START TEXT SECTION

The Kelowna General Hospital Foundation Day of Giving is a call to the community to support excellence in heathcare.
Funds raised this year will go toward the foundation’s campaign to complete the cardiac program with the addition of Advanced Heart Rhythm Services.
It’s a cause all too familiar for Darrell and Margaret Porubanec, who witnessed their youngest son Trevor, who was 22-years-old at the time, fall to the floor unresponsive, later to be diagnosed with a life-threatening heart rhythm condition.
“It’s called Brugada Syndrome, and it causes the heart to race beyond its ability to pump blood,” said Margaret. “As a parent you want to keep your children safe and protected, so when Trevor collapsed, I called 911 and started to administer CPR, but felt utterly helpless.”
Medical staff in Kelowna saved Trevor’s life, but he required immediate diagnostic attention to determine the cause of his cardiac arrest and treat future episodes. Heart rhythm services are not currently available at KGH, so Trevor had to be airlifted to Victoria.
The Porubanec’s, will be matching all donations that come in on the KGH Foundation Day of Giving, April 25. Every call, text and online or in person donation will be doubled.
“We’re amazed at the support in this community, especially when a family makes it their purpose to inspire others,” said Doug Rankmore, CEO of the KGH Foundation.

END TEXT SECTION
START SOURCE INFORMATION

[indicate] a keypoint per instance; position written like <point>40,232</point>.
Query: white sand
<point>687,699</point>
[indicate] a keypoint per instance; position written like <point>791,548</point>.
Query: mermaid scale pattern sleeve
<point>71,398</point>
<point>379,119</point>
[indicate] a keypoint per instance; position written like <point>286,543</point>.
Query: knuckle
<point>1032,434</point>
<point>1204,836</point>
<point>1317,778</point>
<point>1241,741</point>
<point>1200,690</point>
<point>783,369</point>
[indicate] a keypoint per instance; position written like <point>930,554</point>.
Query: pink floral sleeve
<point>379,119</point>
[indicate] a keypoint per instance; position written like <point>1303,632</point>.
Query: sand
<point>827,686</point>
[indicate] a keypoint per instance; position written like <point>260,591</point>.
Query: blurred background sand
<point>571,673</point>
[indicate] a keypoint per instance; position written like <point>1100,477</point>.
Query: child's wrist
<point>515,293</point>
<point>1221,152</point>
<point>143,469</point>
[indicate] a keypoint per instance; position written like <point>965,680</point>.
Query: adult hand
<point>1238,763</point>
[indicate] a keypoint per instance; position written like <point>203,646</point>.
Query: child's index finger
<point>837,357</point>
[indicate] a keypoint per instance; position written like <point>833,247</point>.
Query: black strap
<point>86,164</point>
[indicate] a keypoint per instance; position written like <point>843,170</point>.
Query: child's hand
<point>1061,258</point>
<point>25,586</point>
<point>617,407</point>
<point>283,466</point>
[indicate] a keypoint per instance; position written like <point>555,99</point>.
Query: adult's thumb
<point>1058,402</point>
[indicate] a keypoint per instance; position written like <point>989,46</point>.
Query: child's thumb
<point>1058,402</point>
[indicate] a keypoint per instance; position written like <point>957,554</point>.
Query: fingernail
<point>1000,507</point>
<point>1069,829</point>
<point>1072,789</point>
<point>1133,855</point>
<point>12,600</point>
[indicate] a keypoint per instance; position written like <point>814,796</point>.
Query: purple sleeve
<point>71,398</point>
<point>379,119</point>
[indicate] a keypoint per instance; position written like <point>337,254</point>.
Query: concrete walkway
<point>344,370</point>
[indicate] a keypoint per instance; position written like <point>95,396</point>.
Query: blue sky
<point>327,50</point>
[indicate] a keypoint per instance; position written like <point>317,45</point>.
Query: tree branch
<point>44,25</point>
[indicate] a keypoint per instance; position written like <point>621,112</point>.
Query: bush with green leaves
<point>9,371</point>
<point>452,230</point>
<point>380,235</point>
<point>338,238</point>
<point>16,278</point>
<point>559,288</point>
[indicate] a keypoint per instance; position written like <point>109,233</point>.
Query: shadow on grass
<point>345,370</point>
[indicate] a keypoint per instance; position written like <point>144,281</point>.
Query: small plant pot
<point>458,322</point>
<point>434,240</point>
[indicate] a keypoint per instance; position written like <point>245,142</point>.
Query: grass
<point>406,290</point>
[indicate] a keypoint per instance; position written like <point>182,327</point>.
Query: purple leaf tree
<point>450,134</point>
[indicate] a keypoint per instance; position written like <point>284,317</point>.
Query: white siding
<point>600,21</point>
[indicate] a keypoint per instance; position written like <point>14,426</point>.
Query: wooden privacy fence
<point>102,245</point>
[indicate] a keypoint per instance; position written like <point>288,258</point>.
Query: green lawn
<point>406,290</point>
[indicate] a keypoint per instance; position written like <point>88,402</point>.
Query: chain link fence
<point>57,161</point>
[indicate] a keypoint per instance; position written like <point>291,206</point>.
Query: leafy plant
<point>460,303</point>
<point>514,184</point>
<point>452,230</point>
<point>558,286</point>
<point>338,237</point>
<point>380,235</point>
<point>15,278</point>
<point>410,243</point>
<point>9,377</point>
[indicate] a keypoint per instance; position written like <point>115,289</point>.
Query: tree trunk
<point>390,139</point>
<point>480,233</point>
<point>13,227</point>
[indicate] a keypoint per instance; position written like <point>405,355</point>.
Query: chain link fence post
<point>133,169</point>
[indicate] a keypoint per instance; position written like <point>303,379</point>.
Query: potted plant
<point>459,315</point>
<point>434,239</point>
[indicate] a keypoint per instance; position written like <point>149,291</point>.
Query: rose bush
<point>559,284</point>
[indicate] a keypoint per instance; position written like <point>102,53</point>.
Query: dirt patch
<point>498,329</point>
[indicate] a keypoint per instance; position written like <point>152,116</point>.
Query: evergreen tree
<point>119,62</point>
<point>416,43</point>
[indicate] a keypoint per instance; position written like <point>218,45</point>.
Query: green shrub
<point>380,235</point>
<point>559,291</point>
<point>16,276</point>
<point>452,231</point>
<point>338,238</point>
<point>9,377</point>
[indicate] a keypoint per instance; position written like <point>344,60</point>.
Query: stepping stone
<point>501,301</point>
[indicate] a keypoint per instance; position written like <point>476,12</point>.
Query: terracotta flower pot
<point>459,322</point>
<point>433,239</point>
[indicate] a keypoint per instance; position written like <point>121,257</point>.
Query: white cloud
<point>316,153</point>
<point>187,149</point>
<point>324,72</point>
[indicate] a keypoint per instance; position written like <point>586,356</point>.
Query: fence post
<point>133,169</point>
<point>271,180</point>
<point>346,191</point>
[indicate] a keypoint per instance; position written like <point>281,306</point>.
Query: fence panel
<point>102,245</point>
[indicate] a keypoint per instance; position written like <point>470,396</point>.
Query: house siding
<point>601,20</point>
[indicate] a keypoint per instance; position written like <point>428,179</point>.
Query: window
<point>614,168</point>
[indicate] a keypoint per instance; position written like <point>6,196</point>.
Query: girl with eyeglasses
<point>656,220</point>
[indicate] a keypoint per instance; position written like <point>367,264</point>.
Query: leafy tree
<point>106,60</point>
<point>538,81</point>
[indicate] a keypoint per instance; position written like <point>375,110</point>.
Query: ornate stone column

END SOURCE INFORMATION

### WORK REQUEST A
Repeat the Day of Giving text starting at "It’s a cause" and ending at "airlifted to Victoria.", but change "Victoria" to "another city".
### WORK REQUEST B
Do these statements agree with the Day of Giving text? Answer yes or no for each, and quote the words that decide it. (i) Trevor was 22 when he collapsed. (ii) Heart rhythm services are currently offered at KGH. (iii) The Day of Giving falls on April 25.
### WORK REQUEST C
Shorten the paragraph of the Day of Giving text that begins "Medical staff in Kelowna" and keep its main facts.
The data has no connection to the Day of Giving text.

### TASK RESULT A
It’s a cause all too familiar for Darrell and Margaret Porubanec, who witnessed their youngest son Trevor, who was 22-years-old at the time, fall to the floor unresponsive, later to be diagnosed with a life-threatening heart rhythm condition.
“It’s called Brugada Syndrome, and it causes the heart to race beyond its ability to pump blood,” said Margaret. “As a parent you want to keep your children safe and protected, so when Trevor collapsed, I called 911 and started to administer CPR, but felt utterly helpless.”
Medical staff in Kelowna saved Trevor’s life, but he required immediate diagnostic attention to determine the cause of his cardiac arrest and treat future episodes. Heart rhythm services are not currently available at KGH, so Trevor had to be airlifted to another city.

### TASK RESULT B
(i) Yes: "who was 22-years-old at the time"
(ii) No: "Heart rhythm services are not currently available at KGH"
(iii) Yes: "KGH Foundation Day of Giving, April 25"

### TASK RESULT C
Kelowna medical staff saved Trevor's life, but he urgently needed tests to find the cause of his cardiac arrest and to treat future episodes. KGH doesn't currently offer heart rhythm services, so he was airlifted to Victoria.